> _Task prompt_: Could you copy every one of the records below word for word?

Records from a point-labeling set
******************************

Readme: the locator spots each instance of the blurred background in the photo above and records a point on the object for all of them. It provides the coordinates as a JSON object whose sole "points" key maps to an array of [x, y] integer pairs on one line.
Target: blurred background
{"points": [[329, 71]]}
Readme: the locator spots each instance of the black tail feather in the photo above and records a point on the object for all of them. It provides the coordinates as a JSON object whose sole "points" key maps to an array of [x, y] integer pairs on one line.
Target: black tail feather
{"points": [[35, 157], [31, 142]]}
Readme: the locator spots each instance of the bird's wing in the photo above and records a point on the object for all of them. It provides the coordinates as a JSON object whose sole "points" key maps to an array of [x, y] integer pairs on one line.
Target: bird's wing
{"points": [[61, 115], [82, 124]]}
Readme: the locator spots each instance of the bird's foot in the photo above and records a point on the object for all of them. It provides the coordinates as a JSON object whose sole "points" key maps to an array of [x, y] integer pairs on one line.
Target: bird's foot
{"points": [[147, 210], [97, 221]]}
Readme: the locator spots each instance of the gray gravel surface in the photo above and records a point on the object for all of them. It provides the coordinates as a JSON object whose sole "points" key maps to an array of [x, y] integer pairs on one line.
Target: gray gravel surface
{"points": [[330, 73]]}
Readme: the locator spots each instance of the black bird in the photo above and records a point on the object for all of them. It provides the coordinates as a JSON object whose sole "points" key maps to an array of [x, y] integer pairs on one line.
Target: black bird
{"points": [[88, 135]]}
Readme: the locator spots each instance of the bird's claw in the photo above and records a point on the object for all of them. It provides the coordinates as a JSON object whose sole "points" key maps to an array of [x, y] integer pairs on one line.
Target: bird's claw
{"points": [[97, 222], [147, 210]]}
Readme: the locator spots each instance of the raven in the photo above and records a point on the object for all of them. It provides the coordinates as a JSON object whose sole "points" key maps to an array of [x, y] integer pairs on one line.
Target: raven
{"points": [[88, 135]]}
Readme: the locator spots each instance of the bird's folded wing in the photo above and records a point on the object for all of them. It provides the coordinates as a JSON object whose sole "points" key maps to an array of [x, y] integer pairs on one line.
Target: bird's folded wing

******************************

> _Result_:
Readme: the locator spots each instance of the blurred background in the photo above and records a point on the object for all of them. It provides the coordinates as a JSON object whose sole "points" key maps to an array of [x, y] integer pairs on one line.
Target: blurred background
{"points": [[329, 71]]}
Readme: the locator spots each instance of the black tail feather in the photo above and records a point on the object for all of them. It provides the coordinates as a JSON object whose sole "points" key maps to an array of [x, y] integer pairs on one line.
Target: black tail feather
{"points": [[35, 157], [31, 142]]}
Readme: the locator spots each instance of the bird's wing in the photo above and records a point on the object for all of them. It provides the coordinates as a JSON object whose sole "points" key maps to an array of [x, y] integer pairs on one line.
Target: bird's wing
{"points": [[61, 115], [82, 124]]}
Readme: the locator spots each instance of the bird's foot in the photo above and records a point on the object for all of them. It provides the coordinates as a JSON object whose sole "points" key maps to an array of [x, y] integer pairs on one line.
Target: bird's foot
{"points": [[147, 210], [97, 221]]}
Readme: the locator spots each instance of the gray gravel surface in the photo above and records a point on the object for all of them. It provides the coordinates as a JSON object whose sole "points" key maps to an array of [x, y] integer pairs on one line.
Target: gray gravel surface
{"points": [[330, 73]]}
Readme: the locator spots each instance of the black bird in the photo above and records a point on the object for all of them. It provides the coordinates as a JSON object whose sole "points" key maps to an array of [x, y] integer pairs on one line.
Target: black bird
{"points": [[88, 135]]}
Readme: the locator spots each instance of the bird's claw in the photo above and records a point on the object for all of them. It provides the coordinates as a JSON object whose sole "points" key maps to an array of [x, y] integer pairs on one line.
Target: bird's claw
{"points": [[97, 222], [147, 210]]}
Readme: the locator spots each instance of the raven in the photo above and records a point on the object for all of them. It provides the coordinates as a JSON object whose sole "points" key maps to an array of [x, y] integer pairs on one line.
Target: raven
{"points": [[88, 135]]}
Readme: the locator spots each instance of the bird's folded wing in the photo above and records a point on the object for all of them. It provides the coordinates as a JSON object whose sole "points" key maps to an array of [x, y] integer pairs on one line.
Target: bird's folded wing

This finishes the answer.